→ **Source extract**:
Setlist. Ramble about it coming soon,
Setlist now below the fold.
Steve Earle and The Dukes with Allison Moorer
The Basement, Sydney
The first happy thing to report -- and this will only be meaningful to those familar with The Basement but should be rejoiced in by music lovers universally -- is that they got rid of the flamin' stupid dining tables, and with them the posers with their forever rattling cutlery and clinking glasses, table service blocking the view and general smugness. Their blessed absence turns what is often an unpleasant venue -- standers cramped up the back around the bar, bludging gormands taking up acres of real estate down the front -- into a quite nice space. Of course the drink prices are still a national scandal (Cascadegate -- $6 a bottle!!!) but if it lasts some of the many Basement-haters of my acquaintance might be persuaded to give the joint another go.
Allison Moorer. You know she's, to quote George Jones -- hey, I gotta get country music in here somewhere, Stevie boy sure as hell ain't gonna provide it. ;-) -- hotter than a two dollar pistol. Not that I've ever thought her unattractive, God no, I just haven't thought of her much at all. Not really my scene, you know chicks, but the way she went all sloe-eyed around the audience with that hair and in that strappy green thing, one almost felt like blushing. Our Steve has never really lacked what you might call self-belief but even he's gotta be standing in the wings thinking "man, how the hell did I get so damn lucky?" (add a few stronger expletives to make it authentic Steve-speak). If he's got half a brain that's what he's thinking anyhow. She was good, just solo and acoustic with hubby playing mandolin on one track. The audience was rather rapt and attentive, which SE thanked us for later.
SE was out here just in 2004 and its rare to get a tour to this part of the world without an album to promote or a specific reason, so I thought -- dared to dream -- that he might be bringing a more countryfied line up of the ever changing Dukes and that was the reason for the follow up so soon. Since the show was pretty much exactly the same as 18 months ago -- heavily weighted to the last two albums, thrashy guitars and reverb -- I guess it really is just an excuse for an around the world honeymoon and to learn to surf.
My bias is definately for old skool Steve, the cars'n'girls'n'blacktops one and since Transcendental Blues is very much been diminishing returns for me with the albums. It's not the guitar rock I don't like, when I watch the E Street band I think, "hmmm, three lead electric guitars -- not nearly enough!"

→ **Short task A**: Lay out the stretch of the listing from the line containing "For every instance of the black mail" through the line containing "x=849, y=222" as a numbered list, leaving out any blank lines.

→ **Records from a point labeling set**:

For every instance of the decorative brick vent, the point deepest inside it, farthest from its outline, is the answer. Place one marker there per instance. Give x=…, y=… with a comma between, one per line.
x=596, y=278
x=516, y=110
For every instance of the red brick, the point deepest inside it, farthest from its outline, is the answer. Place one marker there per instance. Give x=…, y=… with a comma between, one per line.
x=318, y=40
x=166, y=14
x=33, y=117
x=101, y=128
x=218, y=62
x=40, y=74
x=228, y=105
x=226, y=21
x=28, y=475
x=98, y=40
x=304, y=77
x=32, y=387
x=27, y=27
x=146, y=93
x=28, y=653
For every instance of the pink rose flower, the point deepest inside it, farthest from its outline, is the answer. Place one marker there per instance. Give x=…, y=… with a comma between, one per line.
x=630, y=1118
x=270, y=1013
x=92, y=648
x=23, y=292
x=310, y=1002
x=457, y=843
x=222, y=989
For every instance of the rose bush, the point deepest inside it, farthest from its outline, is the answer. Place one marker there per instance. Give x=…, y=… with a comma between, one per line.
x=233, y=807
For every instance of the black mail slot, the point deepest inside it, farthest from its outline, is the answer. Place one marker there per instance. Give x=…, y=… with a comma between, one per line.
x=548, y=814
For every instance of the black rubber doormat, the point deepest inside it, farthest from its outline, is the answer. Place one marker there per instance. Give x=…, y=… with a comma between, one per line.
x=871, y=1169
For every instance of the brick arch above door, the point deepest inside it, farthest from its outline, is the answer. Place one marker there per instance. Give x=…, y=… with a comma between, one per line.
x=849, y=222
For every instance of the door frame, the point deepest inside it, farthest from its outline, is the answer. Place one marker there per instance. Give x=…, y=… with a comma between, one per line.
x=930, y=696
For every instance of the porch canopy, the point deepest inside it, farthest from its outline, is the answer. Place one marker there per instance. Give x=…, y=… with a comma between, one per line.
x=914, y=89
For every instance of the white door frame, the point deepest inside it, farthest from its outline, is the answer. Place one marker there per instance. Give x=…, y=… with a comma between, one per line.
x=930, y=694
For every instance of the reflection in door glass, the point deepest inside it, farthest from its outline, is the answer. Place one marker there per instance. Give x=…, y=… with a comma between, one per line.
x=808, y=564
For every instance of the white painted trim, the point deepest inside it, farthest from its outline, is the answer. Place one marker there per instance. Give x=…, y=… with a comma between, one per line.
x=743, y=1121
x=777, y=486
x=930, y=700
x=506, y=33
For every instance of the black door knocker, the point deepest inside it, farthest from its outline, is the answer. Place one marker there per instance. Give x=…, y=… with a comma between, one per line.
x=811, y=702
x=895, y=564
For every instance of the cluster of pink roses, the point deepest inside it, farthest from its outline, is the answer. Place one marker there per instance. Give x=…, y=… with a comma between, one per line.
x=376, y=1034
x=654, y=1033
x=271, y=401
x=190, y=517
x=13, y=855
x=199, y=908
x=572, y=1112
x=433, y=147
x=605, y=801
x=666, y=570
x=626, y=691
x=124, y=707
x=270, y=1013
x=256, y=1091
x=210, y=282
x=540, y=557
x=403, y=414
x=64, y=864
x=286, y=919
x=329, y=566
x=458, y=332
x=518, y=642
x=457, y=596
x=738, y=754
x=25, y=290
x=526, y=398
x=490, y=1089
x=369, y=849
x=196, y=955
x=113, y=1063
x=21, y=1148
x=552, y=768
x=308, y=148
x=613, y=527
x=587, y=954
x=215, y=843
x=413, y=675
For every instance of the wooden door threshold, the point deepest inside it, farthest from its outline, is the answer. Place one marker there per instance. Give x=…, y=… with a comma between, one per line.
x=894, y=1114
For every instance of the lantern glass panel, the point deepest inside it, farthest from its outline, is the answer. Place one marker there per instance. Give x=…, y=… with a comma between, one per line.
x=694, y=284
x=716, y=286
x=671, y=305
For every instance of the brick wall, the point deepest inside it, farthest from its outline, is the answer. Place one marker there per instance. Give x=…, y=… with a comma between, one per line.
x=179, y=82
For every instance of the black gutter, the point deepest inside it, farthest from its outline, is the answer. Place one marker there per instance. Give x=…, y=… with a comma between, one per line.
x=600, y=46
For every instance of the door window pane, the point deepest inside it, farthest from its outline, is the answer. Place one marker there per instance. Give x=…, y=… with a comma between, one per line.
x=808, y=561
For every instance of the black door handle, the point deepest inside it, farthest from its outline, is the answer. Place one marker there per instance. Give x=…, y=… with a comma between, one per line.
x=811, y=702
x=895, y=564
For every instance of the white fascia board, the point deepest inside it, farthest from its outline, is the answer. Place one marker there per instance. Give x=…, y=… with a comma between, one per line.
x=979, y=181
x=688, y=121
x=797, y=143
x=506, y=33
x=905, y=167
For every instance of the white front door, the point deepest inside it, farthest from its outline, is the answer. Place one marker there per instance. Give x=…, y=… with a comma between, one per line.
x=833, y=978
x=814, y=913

→ **Short task B**: Transcribe the stretch of the concert review from "SE was out here" through "learn to surf.".

→ **Expected answer A**:
1. For every instance of the black mail slot, the point deepest inside it, farthest from its outline, is the answer. Place one marker there per instance. Give x=…, y=… with a comma between, one per line.
2. x=548, y=814
3. For every instance of the black rubber doormat, the point deepest inside it, farthest from its outline, is the answer. Place one marker there per instance. Give x=…, y=… with a comma between, one per line.
4. x=871, y=1169
5. For every instance of the brick arch above door, the point deepest inside it, farthest from its outline, is the answer. Place one marker there per instance. Give x=…, y=… with a comma between, one per line.
6. x=849, y=222

→ **Expected answer B**:
SE was out here just in 2004 and its rare to get a tour to this part of the world without an album to promote or a specific reason, so I thought -- dared to dream -- that he might be bringing a more countryfied line up of the ever changing Dukes and that was the reason for the follow up so soon. Since the show was pretty much exactly the same as 18 months ago -- heavily weighted to the last two albums, thrashy guitars and reverb -- I guess it really is just an excuse for an around the world honeymoon and to learn to surf.